Sunulan alıntı
- - -
Demokrasinin düşmanları

Yusuf Kenan Küçük Independent Türkçe için yazdı

Fotoğraf: Baz Ratner/Reuters

Adamın birisi yolda giderken paslı bir nal bulur. Yoksulluğu nedeniyle bulduğu bu nala sevinen ve ümitlenen adam "geriye üç nal ile bir at kaldı" der. 

Bu anekdotun Afrika kıtasındaki halkların demokratikleşme arzusunu ve serüvenini açıkladığı söylenebilir. 

Zira, 1990'larda kıtadaki birçok ülkede çok partili hayata geçilmesi ve seçimlerin yapılmaya başlanması bulunan nala benziyor ve demokrasi adına ümit vadediyor. 

Öte yandan bulunan nal paslı, çünkü seçimler büyük ölçüde hür ve adil bir şekilde yapılmıyor. 

Diğer üç nal ve atı temsil eden hukukun üstünlüğü, toplumu oluşturan tüm bireylerin temel hak ve özgürlüklerinin teminat altına alınması, yargı bağımsızlığı ve hesap verebilirlik gibi demokrasinin olmazsa olmaz prensipleri ya ortada yok veya bu alanlarda ciddi sorunlar bulunuyor. 

Buna rağmen Sahra-Altı Afrika'da Lesoto ve Esvatini (eski adıyla Svaziland) hariç 49 ülkenin tamamı, en azından resmiyette anayasal demokrasiler arasında sayılıyor. 

1993 yılında bağımsızlığını kazanmasından bu yana genel seçimlerin bir kez bile yapılmadığı Eritre de buna dahil! 

Öte yandan, demokrasi ve insan hakları karneleri zayıf olan Uganda ve Kamerun gibi Afrika ülkelerinde seçimler düzenli bir şekilde yapılmasına rağmen iktidar ve liderler değişmiyor.

Dolayısıyla seçimler, azımsanmayacak sayıda Afrika ülkesinde ortaya "demokratik" açıdan sorunlu yönetimler çıkarıyor. 

Demokrasi açığı olarak nitelendirebileceğimiz bu sorunların Sahra-altı Afrika özelinde birbiriyle iç içe geçmiş dört temel nedenini; yani otorite anlayışını, devlete yaklaşımı, toplumsal yapıyı ve dış faktörleri incelemek gerekiyor.

Ancak dünya genelinde demokratik olduğunu iddia eden her ülkede demokrasinin farklı sorunlarla malul olduğu da bir gerçek.
- - -
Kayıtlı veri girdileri
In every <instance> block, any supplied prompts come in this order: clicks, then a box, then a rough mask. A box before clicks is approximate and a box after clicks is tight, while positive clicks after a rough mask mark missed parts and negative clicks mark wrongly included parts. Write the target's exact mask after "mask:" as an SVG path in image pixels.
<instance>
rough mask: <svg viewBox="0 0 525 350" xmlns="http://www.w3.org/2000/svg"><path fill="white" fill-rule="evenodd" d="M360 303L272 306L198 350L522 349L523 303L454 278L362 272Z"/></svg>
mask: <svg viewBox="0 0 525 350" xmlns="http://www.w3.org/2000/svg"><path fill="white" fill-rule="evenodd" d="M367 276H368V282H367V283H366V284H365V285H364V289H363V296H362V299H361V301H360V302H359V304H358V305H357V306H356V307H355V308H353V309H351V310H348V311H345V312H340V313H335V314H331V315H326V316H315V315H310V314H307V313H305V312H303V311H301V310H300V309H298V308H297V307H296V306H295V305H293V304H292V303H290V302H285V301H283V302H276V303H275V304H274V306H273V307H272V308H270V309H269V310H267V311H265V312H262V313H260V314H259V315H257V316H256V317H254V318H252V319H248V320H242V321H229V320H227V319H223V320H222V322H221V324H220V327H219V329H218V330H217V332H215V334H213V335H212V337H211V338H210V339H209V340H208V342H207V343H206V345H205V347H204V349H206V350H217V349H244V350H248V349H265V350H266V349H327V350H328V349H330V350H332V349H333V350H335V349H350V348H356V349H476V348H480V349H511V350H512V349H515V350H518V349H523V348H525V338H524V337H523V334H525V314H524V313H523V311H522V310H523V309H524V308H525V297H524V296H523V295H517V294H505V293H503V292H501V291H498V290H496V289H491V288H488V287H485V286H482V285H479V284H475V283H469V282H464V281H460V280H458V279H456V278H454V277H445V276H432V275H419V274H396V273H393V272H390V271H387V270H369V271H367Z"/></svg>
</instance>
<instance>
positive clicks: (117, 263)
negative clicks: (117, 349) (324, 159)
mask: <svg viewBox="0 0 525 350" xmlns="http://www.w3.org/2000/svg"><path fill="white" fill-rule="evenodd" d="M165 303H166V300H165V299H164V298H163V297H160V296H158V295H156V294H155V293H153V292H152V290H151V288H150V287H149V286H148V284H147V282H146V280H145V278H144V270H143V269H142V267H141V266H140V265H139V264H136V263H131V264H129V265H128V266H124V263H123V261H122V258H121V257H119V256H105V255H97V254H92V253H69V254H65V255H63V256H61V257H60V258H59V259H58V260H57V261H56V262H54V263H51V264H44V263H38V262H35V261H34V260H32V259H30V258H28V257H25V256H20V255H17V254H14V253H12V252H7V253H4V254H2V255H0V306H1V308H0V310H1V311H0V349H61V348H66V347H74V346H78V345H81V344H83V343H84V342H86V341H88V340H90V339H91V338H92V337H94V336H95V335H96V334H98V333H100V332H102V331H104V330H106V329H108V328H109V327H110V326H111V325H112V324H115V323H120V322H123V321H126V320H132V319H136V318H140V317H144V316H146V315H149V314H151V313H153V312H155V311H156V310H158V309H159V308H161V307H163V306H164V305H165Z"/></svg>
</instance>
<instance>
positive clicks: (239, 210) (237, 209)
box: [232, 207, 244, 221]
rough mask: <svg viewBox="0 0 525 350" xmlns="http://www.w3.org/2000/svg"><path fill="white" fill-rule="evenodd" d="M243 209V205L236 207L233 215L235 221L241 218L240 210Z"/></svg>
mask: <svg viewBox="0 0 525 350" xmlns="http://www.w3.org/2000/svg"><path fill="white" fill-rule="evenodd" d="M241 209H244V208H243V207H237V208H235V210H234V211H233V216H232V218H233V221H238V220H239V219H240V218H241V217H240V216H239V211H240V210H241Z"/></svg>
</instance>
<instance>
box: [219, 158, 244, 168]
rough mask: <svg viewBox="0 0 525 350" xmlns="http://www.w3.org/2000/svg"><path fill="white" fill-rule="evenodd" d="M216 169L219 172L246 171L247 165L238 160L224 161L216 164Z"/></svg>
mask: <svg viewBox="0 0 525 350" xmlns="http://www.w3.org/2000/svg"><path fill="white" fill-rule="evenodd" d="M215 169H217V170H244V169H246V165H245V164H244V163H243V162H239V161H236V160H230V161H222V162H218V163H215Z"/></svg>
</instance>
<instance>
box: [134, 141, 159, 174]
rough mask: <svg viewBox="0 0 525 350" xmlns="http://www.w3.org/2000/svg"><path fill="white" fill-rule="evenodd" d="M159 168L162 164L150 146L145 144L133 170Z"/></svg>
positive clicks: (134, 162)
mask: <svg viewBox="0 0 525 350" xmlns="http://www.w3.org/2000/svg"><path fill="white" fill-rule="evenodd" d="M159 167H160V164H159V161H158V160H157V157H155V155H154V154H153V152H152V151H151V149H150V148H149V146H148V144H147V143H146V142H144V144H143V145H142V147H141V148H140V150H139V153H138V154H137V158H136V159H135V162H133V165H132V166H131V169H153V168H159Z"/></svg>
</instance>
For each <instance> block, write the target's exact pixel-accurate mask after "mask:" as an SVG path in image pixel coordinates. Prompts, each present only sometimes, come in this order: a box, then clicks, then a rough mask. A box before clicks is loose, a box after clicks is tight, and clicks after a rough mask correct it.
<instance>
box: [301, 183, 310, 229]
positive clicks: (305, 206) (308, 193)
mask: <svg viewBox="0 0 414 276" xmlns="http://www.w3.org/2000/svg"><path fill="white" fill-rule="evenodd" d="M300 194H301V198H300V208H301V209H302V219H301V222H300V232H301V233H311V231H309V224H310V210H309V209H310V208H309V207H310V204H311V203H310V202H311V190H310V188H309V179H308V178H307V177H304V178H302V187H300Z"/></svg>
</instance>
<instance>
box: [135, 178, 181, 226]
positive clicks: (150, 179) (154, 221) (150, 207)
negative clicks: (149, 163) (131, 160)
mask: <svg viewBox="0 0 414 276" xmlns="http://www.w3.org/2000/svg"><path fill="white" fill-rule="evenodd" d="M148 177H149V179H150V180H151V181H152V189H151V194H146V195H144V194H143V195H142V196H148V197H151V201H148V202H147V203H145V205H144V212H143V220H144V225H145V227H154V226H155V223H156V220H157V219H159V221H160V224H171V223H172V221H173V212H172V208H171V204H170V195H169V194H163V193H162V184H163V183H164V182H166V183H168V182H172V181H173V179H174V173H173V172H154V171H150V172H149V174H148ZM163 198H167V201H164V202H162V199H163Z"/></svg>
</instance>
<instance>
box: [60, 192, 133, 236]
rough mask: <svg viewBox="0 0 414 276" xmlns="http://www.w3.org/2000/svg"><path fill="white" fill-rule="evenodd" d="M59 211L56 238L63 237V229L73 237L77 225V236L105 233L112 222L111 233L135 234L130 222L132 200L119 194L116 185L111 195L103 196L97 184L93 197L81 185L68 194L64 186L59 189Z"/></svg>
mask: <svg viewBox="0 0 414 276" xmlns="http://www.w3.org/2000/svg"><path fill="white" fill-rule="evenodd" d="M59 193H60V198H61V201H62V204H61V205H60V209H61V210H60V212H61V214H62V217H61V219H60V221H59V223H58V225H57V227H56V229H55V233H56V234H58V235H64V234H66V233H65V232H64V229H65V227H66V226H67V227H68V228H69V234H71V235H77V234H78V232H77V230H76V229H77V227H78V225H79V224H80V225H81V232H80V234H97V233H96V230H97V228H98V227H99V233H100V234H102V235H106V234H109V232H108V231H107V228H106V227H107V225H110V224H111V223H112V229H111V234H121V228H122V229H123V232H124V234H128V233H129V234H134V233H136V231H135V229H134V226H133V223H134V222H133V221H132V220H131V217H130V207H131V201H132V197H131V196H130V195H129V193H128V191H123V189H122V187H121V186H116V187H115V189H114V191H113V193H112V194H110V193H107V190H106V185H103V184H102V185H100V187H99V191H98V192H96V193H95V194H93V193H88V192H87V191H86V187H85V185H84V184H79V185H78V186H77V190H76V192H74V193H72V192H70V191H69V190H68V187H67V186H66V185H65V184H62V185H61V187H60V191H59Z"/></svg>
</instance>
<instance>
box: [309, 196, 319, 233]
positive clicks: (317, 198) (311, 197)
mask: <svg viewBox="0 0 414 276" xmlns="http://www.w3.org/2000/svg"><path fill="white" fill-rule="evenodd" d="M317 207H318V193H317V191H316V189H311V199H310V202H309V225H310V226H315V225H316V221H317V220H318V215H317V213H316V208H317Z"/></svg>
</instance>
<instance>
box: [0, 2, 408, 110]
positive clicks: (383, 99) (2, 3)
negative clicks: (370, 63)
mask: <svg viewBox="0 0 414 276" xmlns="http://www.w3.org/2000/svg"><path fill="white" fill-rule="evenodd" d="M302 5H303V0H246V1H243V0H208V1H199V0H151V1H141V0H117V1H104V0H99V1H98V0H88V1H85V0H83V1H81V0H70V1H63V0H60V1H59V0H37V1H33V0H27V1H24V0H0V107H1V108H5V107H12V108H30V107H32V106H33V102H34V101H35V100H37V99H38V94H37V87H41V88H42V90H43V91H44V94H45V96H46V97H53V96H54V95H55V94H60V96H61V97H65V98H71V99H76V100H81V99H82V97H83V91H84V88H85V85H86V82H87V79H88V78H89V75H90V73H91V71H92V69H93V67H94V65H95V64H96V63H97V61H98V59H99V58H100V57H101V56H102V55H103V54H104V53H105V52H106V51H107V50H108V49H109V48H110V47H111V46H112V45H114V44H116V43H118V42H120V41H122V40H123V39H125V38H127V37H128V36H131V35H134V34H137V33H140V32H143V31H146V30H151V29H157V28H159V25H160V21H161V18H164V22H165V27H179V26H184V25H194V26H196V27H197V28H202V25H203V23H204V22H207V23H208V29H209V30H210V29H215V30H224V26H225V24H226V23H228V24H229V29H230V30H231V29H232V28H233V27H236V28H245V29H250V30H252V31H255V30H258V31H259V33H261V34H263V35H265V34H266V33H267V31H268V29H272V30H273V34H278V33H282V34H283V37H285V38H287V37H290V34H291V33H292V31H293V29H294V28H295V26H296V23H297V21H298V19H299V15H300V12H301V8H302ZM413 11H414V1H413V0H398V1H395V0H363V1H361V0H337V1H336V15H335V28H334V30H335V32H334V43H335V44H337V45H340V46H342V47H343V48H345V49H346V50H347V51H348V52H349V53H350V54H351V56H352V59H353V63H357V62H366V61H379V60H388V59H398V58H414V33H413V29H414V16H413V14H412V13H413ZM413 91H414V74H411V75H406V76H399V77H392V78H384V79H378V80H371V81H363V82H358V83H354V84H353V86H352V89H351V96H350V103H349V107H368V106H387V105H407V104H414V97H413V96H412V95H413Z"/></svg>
- - -
Afrika'da demokrasiyi ele alan yazıya göre Sahra-altı Afrika'daki demokrasi açığının incelenmesi gereken dört temel nedenini sıralayın. Yalnızca yazıdaki bilgileri kullanın.

- Otorite anlayışı
- Devlete yaklaşım
- Toplumsal yapı
- Dış faktörler